* WORK ITEM *
Search the records below for the word "like", then return every line where it appears.
DATA UNDER STUDY Start Marker
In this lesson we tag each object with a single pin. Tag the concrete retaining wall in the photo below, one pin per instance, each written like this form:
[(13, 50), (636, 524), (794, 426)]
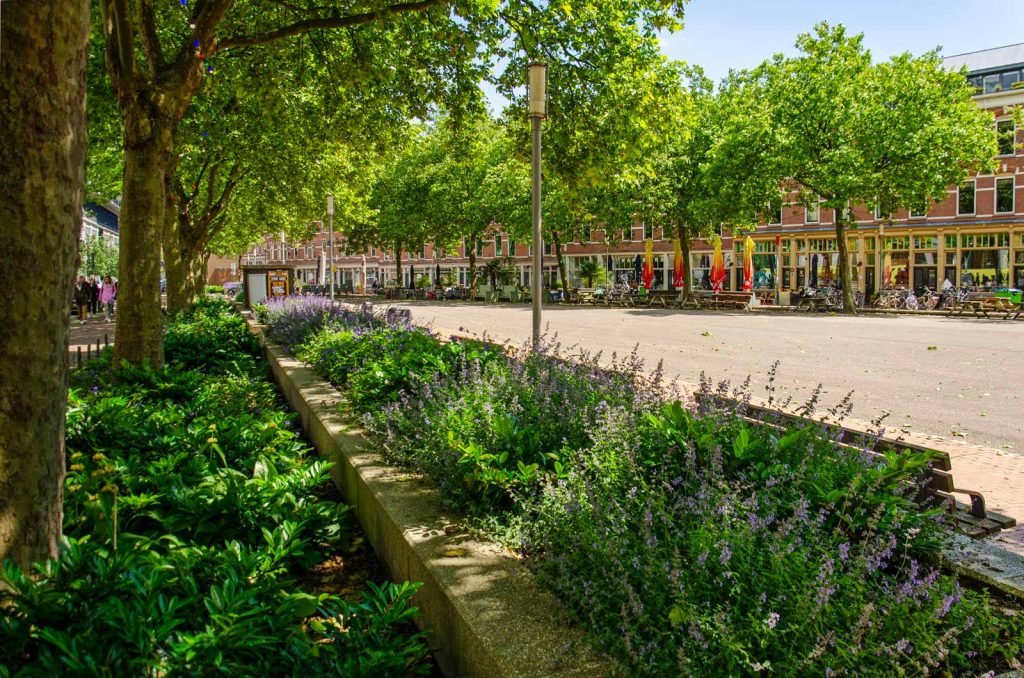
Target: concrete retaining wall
[(485, 615)]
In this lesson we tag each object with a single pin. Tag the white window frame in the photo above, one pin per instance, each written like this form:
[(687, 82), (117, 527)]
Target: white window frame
[(817, 212), (1013, 144), (1013, 195)]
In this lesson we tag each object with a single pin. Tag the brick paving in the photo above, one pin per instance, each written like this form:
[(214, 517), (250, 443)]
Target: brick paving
DATA UNDER STUDY End Marker
* ANSWER FOR THIS EXERCISE *
In this lesson we tag each object with a single pin. Tag the concrete retaining wall in the photo below, one pin per instance, each written like this form:
In this lesson we tag each object with a single pin. Tag the white window frame in the photo above, one pin per instance, each written like this form:
In this lesson we tag each object with a single pin. Tag the brick paving in the photo above, one pin per instance, each written like this form:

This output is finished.